### TASK OBJECTIVE
Please copy the data from the line containing "Expected: one dot placed on each instance of the woman with" through the line containing "point(176, 300)", both included. Multiply each coordinate in the points listed under Locations by 1.3 and round to whole numbers, halves up, leaving the sample point in the Expected line unchanged.

### DATASET RECORDS
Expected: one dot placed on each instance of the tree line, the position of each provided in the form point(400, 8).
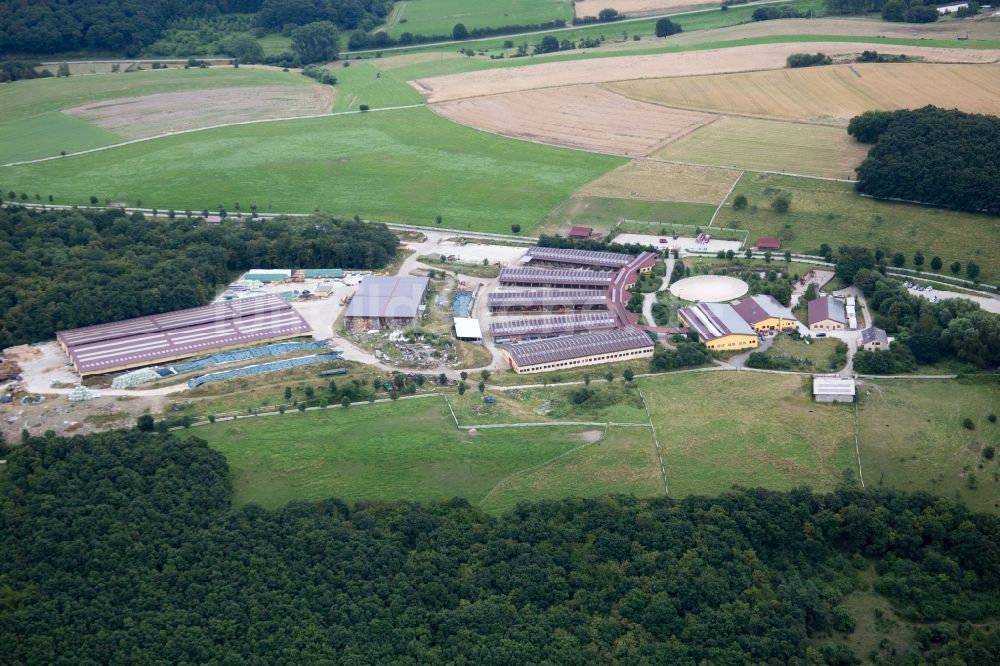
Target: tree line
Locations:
point(124, 546)
point(943, 157)
point(68, 268)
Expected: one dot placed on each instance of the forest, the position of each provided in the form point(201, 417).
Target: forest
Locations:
point(935, 156)
point(69, 268)
point(124, 546)
point(126, 27)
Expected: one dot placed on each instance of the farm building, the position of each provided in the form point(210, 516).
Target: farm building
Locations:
point(553, 278)
point(538, 300)
point(570, 257)
point(572, 351)
point(874, 339)
point(833, 389)
point(386, 302)
point(467, 328)
point(547, 327)
point(144, 341)
point(765, 313)
point(719, 326)
point(827, 313)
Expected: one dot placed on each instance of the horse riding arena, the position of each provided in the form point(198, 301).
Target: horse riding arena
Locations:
point(709, 288)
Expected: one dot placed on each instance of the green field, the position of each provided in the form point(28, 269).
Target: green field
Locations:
point(720, 429)
point(32, 125)
point(438, 17)
point(412, 450)
point(402, 166)
point(831, 212)
point(912, 438)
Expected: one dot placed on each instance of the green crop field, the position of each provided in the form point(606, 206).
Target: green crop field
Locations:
point(412, 450)
point(719, 429)
point(769, 145)
point(438, 17)
point(402, 166)
point(32, 124)
point(912, 437)
point(832, 213)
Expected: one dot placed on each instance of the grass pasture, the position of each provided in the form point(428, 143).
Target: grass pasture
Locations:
point(719, 429)
point(832, 213)
point(438, 17)
point(828, 94)
point(767, 145)
point(912, 438)
point(403, 166)
point(32, 124)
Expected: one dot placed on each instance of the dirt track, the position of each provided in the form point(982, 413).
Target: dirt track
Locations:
point(689, 63)
point(160, 113)
point(582, 116)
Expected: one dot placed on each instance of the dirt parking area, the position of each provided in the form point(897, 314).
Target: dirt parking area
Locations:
point(649, 180)
point(637, 7)
point(661, 65)
point(580, 116)
point(162, 113)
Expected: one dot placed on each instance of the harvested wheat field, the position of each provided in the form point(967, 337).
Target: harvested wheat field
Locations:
point(828, 94)
point(585, 117)
point(162, 113)
point(636, 7)
point(661, 65)
point(771, 145)
point(650, 180)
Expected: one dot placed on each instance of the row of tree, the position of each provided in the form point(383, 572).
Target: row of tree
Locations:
point(123, 546)
point(943, 157)
point(64, 269)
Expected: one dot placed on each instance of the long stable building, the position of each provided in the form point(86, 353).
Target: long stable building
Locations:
point(719, 326)
point(539, 300)
point(546, 327)
point(572, 351)
point(143, 341)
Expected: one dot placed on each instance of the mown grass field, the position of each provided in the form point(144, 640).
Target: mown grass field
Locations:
point(438, 17)
point(411, 450)
point(32, 124)
point(832, 213)
point(719, 429)
point(912, 438)
point(768, 145)
point(402, 166)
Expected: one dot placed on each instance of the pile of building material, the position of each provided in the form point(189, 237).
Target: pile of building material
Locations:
point(80, 393)
point(134, 378)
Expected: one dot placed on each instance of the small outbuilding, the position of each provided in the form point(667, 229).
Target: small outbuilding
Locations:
point(874, 339)
point(834, 389)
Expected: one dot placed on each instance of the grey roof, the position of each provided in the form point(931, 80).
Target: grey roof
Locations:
point(578, 346)
point(388, 297)
point(763, 306)
point(874, 334)
point(152, 339)
point(542, 276)
point(552, 325)
point(827, 307)
point(542, 297)
point(581, 257)
point(833, 386)
point(715, 320)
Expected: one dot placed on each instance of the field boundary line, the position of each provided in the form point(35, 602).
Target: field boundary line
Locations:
point(202, 129)
point(724, 199)
point(604, 436)
point(656, 443)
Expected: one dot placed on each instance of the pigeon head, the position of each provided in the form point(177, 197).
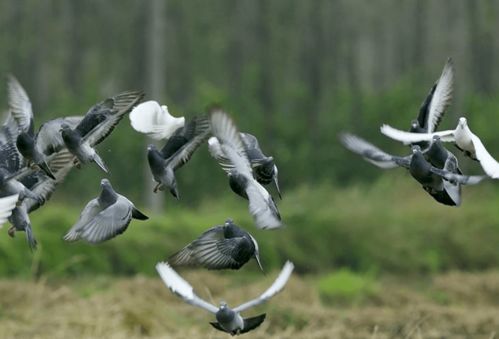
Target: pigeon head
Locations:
point(25, 144)
point(108, 196)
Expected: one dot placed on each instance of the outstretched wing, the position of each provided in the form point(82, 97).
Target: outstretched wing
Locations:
point(276, 287)
point(441, 98)
point(410, 138)
point(182, 288)
point(118, 105)
point(371, 153)
point(19, 104)
point(196, 132)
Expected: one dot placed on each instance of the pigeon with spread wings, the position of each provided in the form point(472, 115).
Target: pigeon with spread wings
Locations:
point(177, 151)
point(234, 160)
point(228, 319)
point(96, 125)
point(219, 247)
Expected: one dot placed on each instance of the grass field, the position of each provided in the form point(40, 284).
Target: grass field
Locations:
point(451, 305)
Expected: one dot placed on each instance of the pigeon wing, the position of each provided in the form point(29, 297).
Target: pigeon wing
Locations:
point(368, 151)
point(182, 288)
point(19, 104)
point(275, 288)
point(410, 138)
point(121, 104)
point(441, 98)
point(196, 131)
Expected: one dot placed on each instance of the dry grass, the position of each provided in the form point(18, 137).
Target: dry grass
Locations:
point(454, 305)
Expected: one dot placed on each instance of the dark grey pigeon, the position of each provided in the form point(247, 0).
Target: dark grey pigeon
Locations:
point(177, 151)
point(435, 104)
point(431, 178)
point(234, 160)
point(219, 247)
point(228, 319)
point(43, 187)
point(264, 168)
point(104, 217)
point(96, 125)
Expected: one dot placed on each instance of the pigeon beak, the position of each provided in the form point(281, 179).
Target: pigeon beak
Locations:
point(276, 182)
point(257, 258)
point(174, 192)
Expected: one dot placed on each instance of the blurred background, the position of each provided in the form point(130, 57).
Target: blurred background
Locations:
point(293, 73)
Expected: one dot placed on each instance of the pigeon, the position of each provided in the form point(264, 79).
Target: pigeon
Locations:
point(219, 247)
point(430, 177)
point(262, 206)
point(104, 217)
point(22, 113)
point(43, 187)
point(464, 139)
point(96, 125)
point(154, 120)
point(264, 169)
point(228, 319)
point(177, 151)
point(435, 104)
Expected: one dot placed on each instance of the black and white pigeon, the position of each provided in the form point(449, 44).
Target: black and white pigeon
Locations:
point(219, 247)
point(228, 319)
point(43, 187)
point(462, 137)
point(234, 160)
point(264, 168)
point(177, 151)
point(435, 104)
point(96, 125)
point(154, 120)
point(22, 112)
point(104, 217)
point(430, 177)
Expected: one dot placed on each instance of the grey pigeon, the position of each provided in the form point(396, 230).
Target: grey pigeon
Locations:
point(264, 168)
point(43, 187)
point(96, 125)
point(177, 151)
point(234, 160)
point(430, 177)
point(219, 247)
point(228, 319)
point(104, 217)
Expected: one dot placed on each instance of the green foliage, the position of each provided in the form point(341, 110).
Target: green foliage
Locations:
point(345, 286)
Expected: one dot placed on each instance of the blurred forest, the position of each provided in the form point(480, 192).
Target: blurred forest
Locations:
point(294, 73)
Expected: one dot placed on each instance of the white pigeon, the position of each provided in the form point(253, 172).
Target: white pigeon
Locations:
point(7, 204)
point(228, 319)
point(462, 136)
point(154, 120)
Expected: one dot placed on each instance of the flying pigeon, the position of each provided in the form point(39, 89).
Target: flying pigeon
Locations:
point(463, 138)
point(104, 217)
point(177, 151)
point(237, 165)
point(430, 177)
point(154, 120)
point(219, 247)
point(264, 168)
point(96, 125)
point(228, 319)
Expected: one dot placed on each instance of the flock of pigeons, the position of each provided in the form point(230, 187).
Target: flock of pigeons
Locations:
point(32, 164)
point(430, 163)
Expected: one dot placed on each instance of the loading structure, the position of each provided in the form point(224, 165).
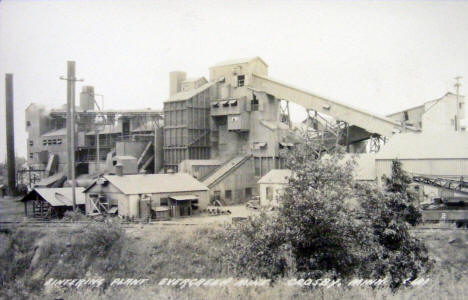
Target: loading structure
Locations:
point(241, 114)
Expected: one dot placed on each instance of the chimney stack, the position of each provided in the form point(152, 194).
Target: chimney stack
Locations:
point(10, 134)
point(119, 169)
point(175, 81)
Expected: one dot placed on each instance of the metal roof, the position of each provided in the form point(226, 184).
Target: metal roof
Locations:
point(238, 61)
point(365, 165)
point(61, 131)
point(189, 94)
point(106, 129)
point(48, 181)
point(184, 197)
point(58, 196)
point(276, 176)
point(154, 183)
point(225, 169)
point(426, 145)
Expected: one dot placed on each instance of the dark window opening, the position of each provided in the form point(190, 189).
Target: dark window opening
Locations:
point(254, 103)
point(248, 193)
point(257, 171)
point(240, 80)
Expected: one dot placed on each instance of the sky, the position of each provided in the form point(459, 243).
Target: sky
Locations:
point(379, 56)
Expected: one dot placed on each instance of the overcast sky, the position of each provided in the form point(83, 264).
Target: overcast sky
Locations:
point(380, 56)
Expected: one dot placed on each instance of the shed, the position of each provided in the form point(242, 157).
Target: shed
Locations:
point(180, 193)
point(51, 202)
point(271, 185)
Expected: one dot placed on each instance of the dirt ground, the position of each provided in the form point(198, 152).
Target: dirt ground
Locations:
point(11, 209)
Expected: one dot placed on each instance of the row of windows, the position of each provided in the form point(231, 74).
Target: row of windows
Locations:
point(51, 142)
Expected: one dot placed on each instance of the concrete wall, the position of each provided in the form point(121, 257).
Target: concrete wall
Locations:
point(230, 72)
point(37, 123)
point(414, 116)
point(175, 81)
point(237, 182)
point(443, 167)
point(276, 190)
point(440, 114)
point(128, 205)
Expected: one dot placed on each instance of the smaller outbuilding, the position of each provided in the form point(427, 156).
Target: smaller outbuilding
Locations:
point(52, 202)
point(156, 196)
point(271, 185)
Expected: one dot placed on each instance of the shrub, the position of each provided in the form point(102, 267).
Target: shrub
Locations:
point(327, 225)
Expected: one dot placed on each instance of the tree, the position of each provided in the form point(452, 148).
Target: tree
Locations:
point(327, 225)
point(403, 198)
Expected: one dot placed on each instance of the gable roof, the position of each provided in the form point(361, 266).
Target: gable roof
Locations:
point(426, 145)
point(239, 61)
point(58, 196)
point(154, 183)
point(276, 176)
point(189, 94)
point(56, 132)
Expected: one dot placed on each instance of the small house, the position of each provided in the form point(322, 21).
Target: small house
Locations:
point(147, 195)
point(271, 185)
point(52, 202)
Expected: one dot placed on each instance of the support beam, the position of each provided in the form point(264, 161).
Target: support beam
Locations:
point(342, 112)
point(10, 134)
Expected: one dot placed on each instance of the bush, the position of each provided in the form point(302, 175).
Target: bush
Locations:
point(327, 225)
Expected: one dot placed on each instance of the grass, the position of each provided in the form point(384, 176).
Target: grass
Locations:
point(28, 257)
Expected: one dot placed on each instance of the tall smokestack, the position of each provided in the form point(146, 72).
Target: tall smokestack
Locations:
point(10, 134)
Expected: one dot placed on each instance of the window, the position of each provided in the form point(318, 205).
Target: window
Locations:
point(248, 193)
point(240, 80)
point(269, 193)
point(164, 201)
point(254, 103)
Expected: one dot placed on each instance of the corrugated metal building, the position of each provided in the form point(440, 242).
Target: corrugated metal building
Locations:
point(271, 185)
point(51, 202)
point(136, 195)
point(426, 153)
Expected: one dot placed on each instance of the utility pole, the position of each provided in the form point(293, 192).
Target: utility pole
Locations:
point(457, 88)
point(10, 134)
point(71, 125)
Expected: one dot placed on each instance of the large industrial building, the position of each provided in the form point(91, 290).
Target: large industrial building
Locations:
point(101, 135)
point(239, 118)
point(226, 131)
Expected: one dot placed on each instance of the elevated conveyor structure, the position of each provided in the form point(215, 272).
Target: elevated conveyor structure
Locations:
point(372, 123)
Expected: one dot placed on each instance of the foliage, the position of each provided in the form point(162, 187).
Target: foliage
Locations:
point(402, 198)
point(327, 225)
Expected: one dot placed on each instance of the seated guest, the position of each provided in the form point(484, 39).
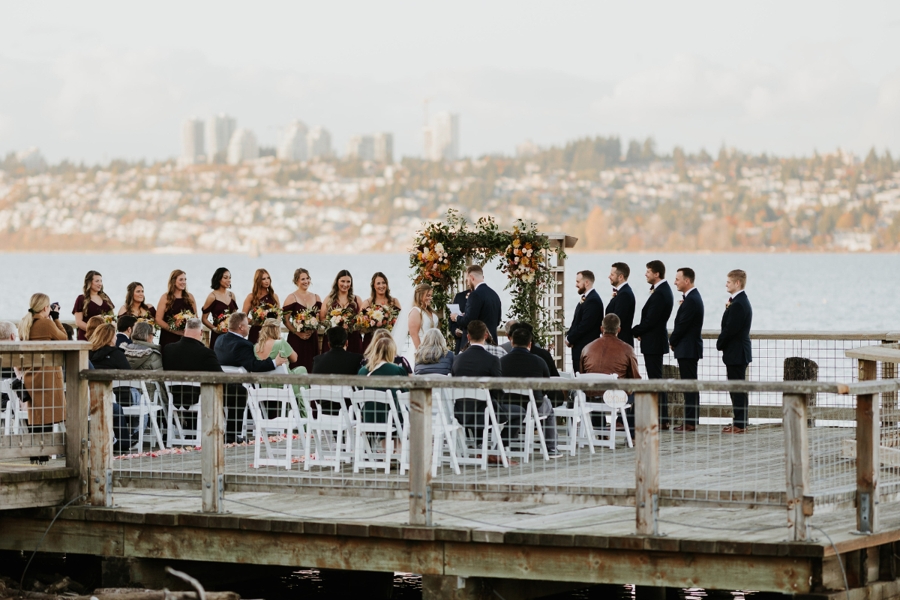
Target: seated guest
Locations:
point(380, 362)
point(125, 327)
point(190, 354)
point(520, 362)
point(477, 361)
point(337, 361)
point(433, 357)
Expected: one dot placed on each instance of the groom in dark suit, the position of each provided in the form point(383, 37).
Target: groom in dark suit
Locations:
point(482, 305)
point(686, 342)
point(734, 343)
point(652, 333)
point(622, 303)
point(586, 321)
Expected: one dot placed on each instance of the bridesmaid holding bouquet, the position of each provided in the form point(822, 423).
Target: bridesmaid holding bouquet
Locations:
point(262, 303)
point(301, 317)
point(176, 306)
point(219, 305)
point(93, 302)
point(340, 309)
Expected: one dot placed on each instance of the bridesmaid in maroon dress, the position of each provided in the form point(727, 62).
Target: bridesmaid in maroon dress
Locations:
point(135, 303)
point(342, 296)
point(175, 300)
point(93, 302)
point(304, 343)
point(380, 296)
point(218, 302)
point(263, 293)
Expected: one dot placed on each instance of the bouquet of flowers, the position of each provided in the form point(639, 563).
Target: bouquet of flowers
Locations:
point(177, 321)
point(264, 311)
point(380, 316)
point(220, 322)
point(305, 320)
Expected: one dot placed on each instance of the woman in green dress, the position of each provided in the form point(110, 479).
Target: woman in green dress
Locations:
point(270, 345)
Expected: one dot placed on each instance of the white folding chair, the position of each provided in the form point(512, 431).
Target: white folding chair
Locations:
point(491, 440)
point(328, 434)
point(533, 420)
point(365, 457)
point(176, 434)
point(264, 426)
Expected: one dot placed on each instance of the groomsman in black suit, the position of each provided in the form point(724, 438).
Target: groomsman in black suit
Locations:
point(459, 332)
point(482, 305)
point(734, 342)
point(651, 331)
point(622, 303)
point(587, 319)
point(687, 342)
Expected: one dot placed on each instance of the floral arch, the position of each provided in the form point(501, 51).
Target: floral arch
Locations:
point(532, 261)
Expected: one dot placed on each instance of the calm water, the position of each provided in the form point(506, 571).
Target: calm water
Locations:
point(788, 291)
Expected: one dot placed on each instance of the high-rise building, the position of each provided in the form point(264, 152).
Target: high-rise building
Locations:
point(243, 146)
point(293, 146)
point(219, 131)
point(442, 137)
point(361, 147)
point(192, 142)
point(318, 143)
point(384, 148)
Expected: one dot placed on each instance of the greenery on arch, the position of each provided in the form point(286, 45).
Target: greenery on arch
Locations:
point(442, 251)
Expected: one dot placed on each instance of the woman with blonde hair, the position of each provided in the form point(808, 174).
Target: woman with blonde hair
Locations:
point(92, 302)
point(262, 293)
point(422, 317)
point(176, 300)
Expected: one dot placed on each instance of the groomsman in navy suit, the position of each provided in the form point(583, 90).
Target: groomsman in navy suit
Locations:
point(482, 305)
point(459, 333)
point(734, 343)
point(622, 303)
point(587, 319)
point(687, 342)
point(652, 332)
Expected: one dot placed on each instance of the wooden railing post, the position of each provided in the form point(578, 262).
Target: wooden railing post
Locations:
point(646, 418)
point(868, 439)
point(796, 447)
point(77, 410)
point(212, 455)
point(100, 447)
point(420, 444)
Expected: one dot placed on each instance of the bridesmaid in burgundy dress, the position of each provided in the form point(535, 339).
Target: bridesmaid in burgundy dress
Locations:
point(342, 296)
point(263, 293)
point(219, 300)
point(175, 300)
point(379, 296)
point(135, 303)
point(93, 302)
point(304, 343)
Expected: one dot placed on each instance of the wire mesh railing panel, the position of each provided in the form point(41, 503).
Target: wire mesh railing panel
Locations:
point(32, 405)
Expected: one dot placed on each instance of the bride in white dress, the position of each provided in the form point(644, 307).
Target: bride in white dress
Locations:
point(420, 320)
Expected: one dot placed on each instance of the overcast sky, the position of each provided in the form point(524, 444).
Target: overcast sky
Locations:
point(100, 80)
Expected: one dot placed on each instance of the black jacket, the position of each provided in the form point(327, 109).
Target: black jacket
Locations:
point(460, 299)
point(622, 305)
point(483, 305)
point(586, 321)
point(109, 357)
point(189, 355)
point(234, 351)
point(522, 363)
point(734, 339)
point(654, 319)
point(686, 339)
point(337, 361)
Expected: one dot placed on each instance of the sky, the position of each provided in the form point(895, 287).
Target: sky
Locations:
point(102, 80)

### ANSWER TO THIS TASK
Expected: one dot placed on each instance of the woman with blonde hair, the position of each provided in the form point(808, 174).
Target: woman with blonde hair
Locations:
point(120, 393)
point(341, 381)
point(549, 412)
point(229, 390)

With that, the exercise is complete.